*** Text excerpt ***

Antinucleosome autoantibodies were previously described as a marker for active lupus nephritis. However, the sensitivity and specificity of this marker are still discussed. Regarding the antigen which is used for the assay, it would be expected that it is a combination of anti-dsDNA and anti-histone antibody tests. While anti-dsDNA antibodies are said to be highly specific for SLE (systemic lupus erythematosus), and particularly for lupus nephritis, anti-histone antibodies lack specificity for lupus. Nevertheless, antinucleosome antibodies are said to have a higher diagnostic efficiency for lupus nephritis than anti-dsDNA antibodies.
The following prospective multicenter study aimed to investigate the diagnostic value of antinucleosome antibodies as a marker for biopsy-proven active proliferative lupus nephritis:
- Bigler C, Lopez-Trascasa M, Potlukova E, Moll S, Danner D, Schaller M, Trendelenburg M:
Antinucleosome Antibodies as a Marker of Active Proliferative Lupus Nephritis
Am J Kid Dis 2008; 5: 624-629
35 patients with SLE undergoing renal biopsy had lupus nephritis, of which 89% had antinucleosome antibodies. The control groups were 23 patients with SLE with a history of lupus nephritis, but without clinical signs of activity at the time of sampling, and 36 patients with SLE without clinical signs of lupus nephritis at any time. 83% of the first and 78% of the latter control group were positive for antinucleosome antibodies.

*** End of Text excerpt ***
*** Extracted data ***

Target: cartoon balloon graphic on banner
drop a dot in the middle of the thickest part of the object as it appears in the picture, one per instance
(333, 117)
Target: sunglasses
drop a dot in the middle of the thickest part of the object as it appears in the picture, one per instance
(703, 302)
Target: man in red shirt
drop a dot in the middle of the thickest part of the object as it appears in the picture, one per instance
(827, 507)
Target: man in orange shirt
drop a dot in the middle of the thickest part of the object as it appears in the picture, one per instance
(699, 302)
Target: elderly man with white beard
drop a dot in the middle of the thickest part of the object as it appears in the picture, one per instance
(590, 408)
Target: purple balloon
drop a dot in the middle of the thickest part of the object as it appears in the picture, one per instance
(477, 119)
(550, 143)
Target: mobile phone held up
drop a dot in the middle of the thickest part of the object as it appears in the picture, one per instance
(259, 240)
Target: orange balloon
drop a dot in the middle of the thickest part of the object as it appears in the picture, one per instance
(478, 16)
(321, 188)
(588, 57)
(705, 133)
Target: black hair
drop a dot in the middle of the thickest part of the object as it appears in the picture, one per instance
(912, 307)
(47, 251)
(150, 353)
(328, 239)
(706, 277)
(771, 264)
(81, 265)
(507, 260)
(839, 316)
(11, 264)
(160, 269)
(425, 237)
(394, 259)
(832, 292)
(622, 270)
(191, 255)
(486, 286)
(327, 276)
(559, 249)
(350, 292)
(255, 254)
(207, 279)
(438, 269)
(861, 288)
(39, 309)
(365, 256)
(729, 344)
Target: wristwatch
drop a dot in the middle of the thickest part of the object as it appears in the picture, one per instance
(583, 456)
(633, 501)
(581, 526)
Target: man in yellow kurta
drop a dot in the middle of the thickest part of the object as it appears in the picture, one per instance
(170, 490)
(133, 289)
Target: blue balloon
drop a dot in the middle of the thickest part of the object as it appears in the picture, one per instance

*** End of Extracted data ***

- **Prompt 1**
Please list every author named in the study citation in the text on antinucleosome antibodies.
- **Prompt 2**
Pick up the text on antinucleosome antibodies in lupus nephritis after its last sentence and carry it forward.

- **Written reply 1**
Bigler C, Lopez-Trascasa M, Potlukova E, Moll S, Danner D, Schaller M, Trendelenburg M

- **Written reply 2**
Anti-dsDNA antibodies measured by Farr assay were found in 94.3% of patients with active lupus nephritis, compared to 84.5% of control patients with SLE without active nephritis. In contrast to antinucleosome antibodies, anti-dsDNA antibody titers in patients with active lupus nephritis were significantly greater than in SLE controls.
The authors concluded that the test is of limited help in the distinction of patients with active nephritis from those with SLE without active renal disease. Furthermore, it has no advantage compared to the dsDNA test performed by Farr RIA.
Obviously, the specificity of antinucleosome antibodies for lupus nephritis is low. The results of the following study show that their specificity for SLE in general is questionable:
- Andreoli L, Pregnolato F, Burlingame RW, Allegri F, Rizzini S, Fanelli V, Radice A, Corace C, Sinico RA, Meroni PL, Tincani A:
Antinucleosome antibodies in primary antiphospholipid syndrome: A hint at systemic autoimmunity?
J Autoim 2008; 30: 51-57
The authors aimed to evaluate if antinucleosome antibodies might be predictors for full-blown SLE or lupus-like disease in a cohort of patients with primary antiphospholipid syndrome (APS). A multicentric cohort of 105 patients with primary APS was tested for IgG/IgM antinucleosome antibodies by using a homemade assay with H1-stripped chromatin as an antigen. 81 of 105 patients (77%) were positive for antinucleosome antibodies. Medium to high results were present in 46% of the patients.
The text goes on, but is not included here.